原文节选:
★ ★ ★ ★ ★ ★ ★

【Permutation Sequence】cpp

题目：

The set [1,2,3,…,n] contains a total of n! unique permutations.

By listing and labeling all of the permutations in order,
We get the following sequence (ie, for n = 3):

1. "123"
2. "132"
3. "213"
4. "231"
5. "312"
6. "321"

 

Given n and k, return the kth permutation sequence.

Note: Given n will be between 1 and 9 inclusive.

代码：

class Solution {
public:
    string getPermutation(int n, int k)
    {
        std::stringstream result;
        // if the digit has been used
        int flag[10];
        for(int i = 1; i<10; ++i) flag[i]=1;
        // calculate each digit
        int factorical,quotient,remaind=k-1;
        for (int i = 1; i<=n; ++i)
        {
             factorical = Solution::getFactorical(n-i);
            quotient = remaind/factorical;
            int tmp = 0;
            for(int j=1; j<=9; ++j){
                tmp = tmp + flag[j];
                if ( tmp==(quotient+1) ){
                    quotient = j;
                    break;
                }
            }
            result << quotient;
            flag[quotient] = 0;
            remaind = remaind%factorical; // update remaind
        }
        return result.str();
    }
    static int getFactorical(int n){
        int result = 1;
        for (int i = 1; i <= n; ++i){
            result = result * i;
        }
        return result;
    }
};

Tips:

1. 主要思路是康托编码，具体什么是康托编码（http://blog.sina.com.cn/s/blog_4bf7b6580100l2zs.html）

2. 把计算阶乘的代码单独列出来

3. 对于c++如何将int转为字符不太懂，因此用了sstream的这个方法，后面遇到其他的方法再改进一下。

★ ★ ★ ★ ★ ★ ★

练习任务:
a - 请重新给出排列序列题解中从“Given n and k, return the kth permutation”到“getPermutation(int n, int k)”之间的文字，首尾两处都包括在内。
b - 请修改记录中从包含“# point at: tractor grille”的那一行起直到记录末尾的各行（首尾均包括），把其中的“rear wheel”换成“back wheel”，其余内容保持不变，只给出这几行。

★ ★ ★ ★ ★ ★ ★

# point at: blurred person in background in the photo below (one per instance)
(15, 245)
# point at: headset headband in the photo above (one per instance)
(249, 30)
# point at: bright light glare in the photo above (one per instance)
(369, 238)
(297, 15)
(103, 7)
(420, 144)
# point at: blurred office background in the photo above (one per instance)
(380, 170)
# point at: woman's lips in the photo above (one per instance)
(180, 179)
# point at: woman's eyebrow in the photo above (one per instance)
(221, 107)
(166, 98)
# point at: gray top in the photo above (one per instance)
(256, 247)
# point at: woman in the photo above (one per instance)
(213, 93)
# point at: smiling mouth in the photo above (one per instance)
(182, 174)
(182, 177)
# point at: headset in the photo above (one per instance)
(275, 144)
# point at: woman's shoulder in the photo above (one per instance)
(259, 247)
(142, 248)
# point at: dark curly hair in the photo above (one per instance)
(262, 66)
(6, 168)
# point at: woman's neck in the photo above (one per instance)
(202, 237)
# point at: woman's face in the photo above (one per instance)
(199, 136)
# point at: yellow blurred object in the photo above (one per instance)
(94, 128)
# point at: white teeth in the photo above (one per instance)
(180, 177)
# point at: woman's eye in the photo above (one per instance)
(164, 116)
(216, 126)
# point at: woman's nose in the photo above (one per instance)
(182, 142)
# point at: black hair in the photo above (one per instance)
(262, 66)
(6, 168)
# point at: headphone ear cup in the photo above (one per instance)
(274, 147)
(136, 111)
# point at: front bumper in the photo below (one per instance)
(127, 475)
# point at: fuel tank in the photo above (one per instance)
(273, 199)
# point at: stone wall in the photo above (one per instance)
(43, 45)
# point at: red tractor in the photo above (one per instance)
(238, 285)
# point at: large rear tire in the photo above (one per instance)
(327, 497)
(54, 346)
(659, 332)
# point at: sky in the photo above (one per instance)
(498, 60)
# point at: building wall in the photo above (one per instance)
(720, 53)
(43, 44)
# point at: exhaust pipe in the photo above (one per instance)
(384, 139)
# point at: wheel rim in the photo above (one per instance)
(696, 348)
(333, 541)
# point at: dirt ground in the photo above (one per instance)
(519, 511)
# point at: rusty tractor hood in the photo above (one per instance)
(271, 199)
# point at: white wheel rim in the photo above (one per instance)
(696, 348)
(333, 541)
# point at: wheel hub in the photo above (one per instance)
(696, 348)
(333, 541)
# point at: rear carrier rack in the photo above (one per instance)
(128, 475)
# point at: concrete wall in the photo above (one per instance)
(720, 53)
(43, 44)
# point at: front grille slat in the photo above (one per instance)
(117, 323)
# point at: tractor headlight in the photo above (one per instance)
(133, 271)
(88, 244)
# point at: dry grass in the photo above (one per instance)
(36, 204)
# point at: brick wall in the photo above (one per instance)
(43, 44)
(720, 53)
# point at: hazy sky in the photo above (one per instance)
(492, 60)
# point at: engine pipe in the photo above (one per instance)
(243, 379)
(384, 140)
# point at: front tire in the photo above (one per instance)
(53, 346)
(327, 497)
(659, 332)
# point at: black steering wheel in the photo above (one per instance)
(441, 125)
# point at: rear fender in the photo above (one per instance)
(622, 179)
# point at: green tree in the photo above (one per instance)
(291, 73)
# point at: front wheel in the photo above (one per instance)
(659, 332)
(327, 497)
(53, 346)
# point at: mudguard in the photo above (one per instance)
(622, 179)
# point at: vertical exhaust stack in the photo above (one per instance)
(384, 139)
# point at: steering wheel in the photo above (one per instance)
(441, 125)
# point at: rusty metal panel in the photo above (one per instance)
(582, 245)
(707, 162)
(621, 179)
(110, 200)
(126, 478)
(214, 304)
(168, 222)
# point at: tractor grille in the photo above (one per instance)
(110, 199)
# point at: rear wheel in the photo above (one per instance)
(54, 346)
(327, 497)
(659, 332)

★ ★ ★ ★ ★ ★ ★

参考答案:
a -
Given n and k, return the kth permutation sequence.

Note: Given n will be between 1 and 9 inclusive.

代码：

class Solution {
public:
    string getPermutation(int n, int k)

b -
# point at: tractor grille in the photo above (one per instance)
(110, 199)
# point at: back wheel in the photo above (one per instance)
(54, 346)
(327, 497)
(659, 332)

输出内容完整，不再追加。